> [Consigne]: Reprenez les lignes des items ci-dessous sous forme de liste numérotée, sans les lignes vides et en couvrant tous les items. N'incluez pas les images dans la réponse.

> [Items fournis]:
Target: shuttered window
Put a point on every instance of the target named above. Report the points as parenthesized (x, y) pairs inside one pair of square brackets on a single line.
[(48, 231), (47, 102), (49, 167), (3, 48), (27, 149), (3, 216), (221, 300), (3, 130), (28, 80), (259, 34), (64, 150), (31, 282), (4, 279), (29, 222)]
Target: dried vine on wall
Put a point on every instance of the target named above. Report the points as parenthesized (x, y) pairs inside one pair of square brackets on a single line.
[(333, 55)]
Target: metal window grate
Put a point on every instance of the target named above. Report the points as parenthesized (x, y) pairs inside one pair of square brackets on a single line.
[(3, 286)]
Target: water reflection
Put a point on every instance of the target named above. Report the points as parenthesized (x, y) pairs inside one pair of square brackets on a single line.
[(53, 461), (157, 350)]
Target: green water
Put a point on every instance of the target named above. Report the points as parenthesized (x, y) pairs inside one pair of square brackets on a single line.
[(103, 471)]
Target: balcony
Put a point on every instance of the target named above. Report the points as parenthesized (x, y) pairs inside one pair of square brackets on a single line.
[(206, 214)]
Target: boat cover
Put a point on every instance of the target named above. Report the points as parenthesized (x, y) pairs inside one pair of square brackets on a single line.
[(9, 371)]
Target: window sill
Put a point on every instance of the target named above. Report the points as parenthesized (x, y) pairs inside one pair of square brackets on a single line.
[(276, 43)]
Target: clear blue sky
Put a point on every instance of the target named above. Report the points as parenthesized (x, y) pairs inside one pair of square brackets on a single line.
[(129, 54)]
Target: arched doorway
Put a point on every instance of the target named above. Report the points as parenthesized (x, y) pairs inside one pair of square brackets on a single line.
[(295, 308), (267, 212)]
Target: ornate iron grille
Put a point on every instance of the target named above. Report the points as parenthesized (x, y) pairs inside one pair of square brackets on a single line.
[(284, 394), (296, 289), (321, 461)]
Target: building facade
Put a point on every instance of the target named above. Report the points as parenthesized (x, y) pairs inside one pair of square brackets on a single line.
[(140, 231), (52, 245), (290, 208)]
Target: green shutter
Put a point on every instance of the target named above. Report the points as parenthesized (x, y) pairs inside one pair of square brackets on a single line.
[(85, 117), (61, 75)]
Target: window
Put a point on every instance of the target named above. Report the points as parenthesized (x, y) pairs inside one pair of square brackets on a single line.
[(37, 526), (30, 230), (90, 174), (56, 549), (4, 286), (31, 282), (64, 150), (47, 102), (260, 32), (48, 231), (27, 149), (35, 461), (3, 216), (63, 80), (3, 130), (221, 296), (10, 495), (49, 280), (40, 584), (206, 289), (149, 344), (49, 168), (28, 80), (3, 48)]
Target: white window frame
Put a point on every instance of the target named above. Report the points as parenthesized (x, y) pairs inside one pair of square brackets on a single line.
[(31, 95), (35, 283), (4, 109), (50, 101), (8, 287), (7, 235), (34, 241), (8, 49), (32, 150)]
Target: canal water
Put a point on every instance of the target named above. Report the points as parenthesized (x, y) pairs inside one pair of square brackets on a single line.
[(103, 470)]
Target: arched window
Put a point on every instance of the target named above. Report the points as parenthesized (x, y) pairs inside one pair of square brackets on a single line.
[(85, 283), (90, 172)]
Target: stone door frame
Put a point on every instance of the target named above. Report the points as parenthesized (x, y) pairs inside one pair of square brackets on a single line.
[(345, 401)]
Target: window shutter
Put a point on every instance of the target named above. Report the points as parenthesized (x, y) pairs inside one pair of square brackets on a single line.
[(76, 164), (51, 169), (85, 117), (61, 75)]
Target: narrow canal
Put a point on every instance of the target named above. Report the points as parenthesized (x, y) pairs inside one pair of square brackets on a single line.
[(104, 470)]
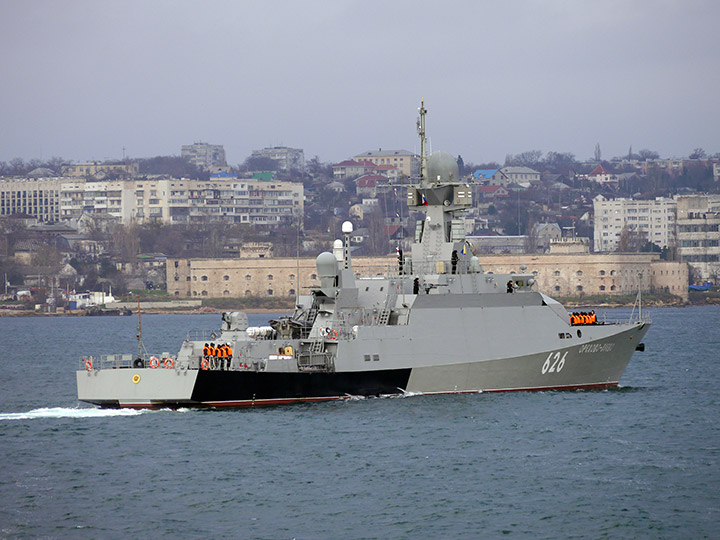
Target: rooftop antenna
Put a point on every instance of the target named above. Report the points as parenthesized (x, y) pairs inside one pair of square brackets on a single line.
[(139, 335)]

> [Réponse attendue]:
1. Target: shuttered window
2. Put a point on every instance of the target named above. Report the points as parenthesized (x, y) pairs inside one pair of square brackets on a single line.
3. [(48, 231), (47, 102), (49, 167), (3, 48), (27, 149), (3, 216), (221, 300), (3, 130), (28, 80), (259, 34), (64, 150), (31, 282), (4, 279), (29, 222)]
4. Target: dried vine on wall
5. Put a point on every instance of the target named above. Report the points as parenthesized (x, y) pairs inside one pair of square brackets on a single line.
6. [(333, 55)]
7. Target: metal window grate
8. Put a point on every instance of the target named above. Report the points as parenthesized (x, y) pairs inside one pair of square brackets on a single line.
9. [(3, 286)]
10. Target: water reflection
11. Put a point on every instance of the target named above. Report the points as parenthesized (x, y) pairs inside one pair of square brackets on a single line.
12. [(53, 461), (157, 350)]
13. Target: green water
14. Put a point on every instance of the target named above. Report the points as parenthesized (x, y) pairs inside one pair of square brackets on a single line.
15. [(103, 471)]
16. Target: balcony
17. Put a point on every instance of the target named above. Report the points as parenthesized (x, y) pairs inside one pair of square brackets on a single line.
18. [(206, 214)]
19. Target: boat cover
20. Put a point on every instance of the target named above. Report the points as parenthesized (x, y) pairs inside one pair of square brackets on a single line.
21. [(9, 371)]
22. Target: window sill
23. Put a point on every instance of the target named above. Report the points as parenthesized (x, y) pairs inside one pair of square brackets on a single line.
24. [(276, 43)]
25. Target: clear blue sky
26. Put a point on every instance of the target named above. Report the points as parenthesized (x, y) pairs inside one pair of square brackets on a single line.
27. [(129, 54)]
28. Target: arched doorway
29. Put a point on every instance of the target named above. Report the points as parenthesized (x, y) pairs inside one pair of square brackets on a single line.
30. [(295, 308), (267, 212)]
31. Target: ornate iron grille
32. Put a point on every instance of the target named above. Report the points as parenthesized (x, y) pairs inside one pair of square brackets on a single line.
33. [(284, 394), (296, 289), (321, 461)]
34. Target: building facade
35. Put a point on every instance of the target named above. Report the points as parenthesized (x, y) pairs inside one pair of square brackets on a single line.
36. [(140, 231), (52, 245), (290, 208)]
37. Target: green shutter
38. Put a point on every instance of the target named above. Report the points as parenthesized (x, y) pairs inside one pair of square brackets on a single line.
39. [(85, 117), (61, 75)]
40. Target: window
41. Put a point on every instance of the target named above. Report the points as parenthesized (x, y) pairs inside one pair of square brackets on a single line.
42. [(37, 526), (30, 230), (90, 174), (56, 549), (4, 286), (31, 282), (64, 150), (47, 102), (260, 32), (48, 231), (27, 149), (35, 461), (3, 216), (63, 80), (3, 130), (221, 296), (10, 495), (49, 280), (40, 584), (206, 289), (149, 344), (49, 168), (28, 80), (3, 48)]
43. Target: white window frame
44. Put a point on every instance of the target named above. Report the points as parenthesized (x, y) pairs inside one pair of square brackets on a single line.
45. [(31, 95), (35, 283), (4, 109), (50, 101), (8, 287), (7, 235), (34, 241), (8, 49), (32, 150)]
46. Target: canal water
47. Put a point on every instance of the target named above. Report the points as parenthesized (x, y) pairs inside one pair of square brackets on a single line.
48. [(103, 470)]
49. Target: arched window
50. Put a point on every instance of the target named above. Report the points as parenthesized (x, y) pairs inside one pair of square brackets on a single line.
51. [(85, 283), (90, 172)]
52. Target: stone door frame
53. Put a point on every instance of the target named above. Report the points as parenthesized (x, y) pairs inside one pair of square brackets on a single line.
54. [(345, 401)]
55. Target: window shutter
56. Put a point on every instance of the target named above. Report the points as parenthesized (x, y) pairs inside one pair of square brackets on a single line.
57. [(76, 164), (51, 169), (85, 117), (61, 75)]
58. Target: narrow canal
59. Put a point on every instance of the target named above. Report the points as parenthesized (x, y) pairs inside one pair of square brackets on a single line.
60. [(104, 470)]
61. Target: rooftop antenna
62. Put a point on every instance of the target named above. Report the points as parenthesized (x, y) pairs inside one pair of square brackets on a single line.
63. [(139, 335)]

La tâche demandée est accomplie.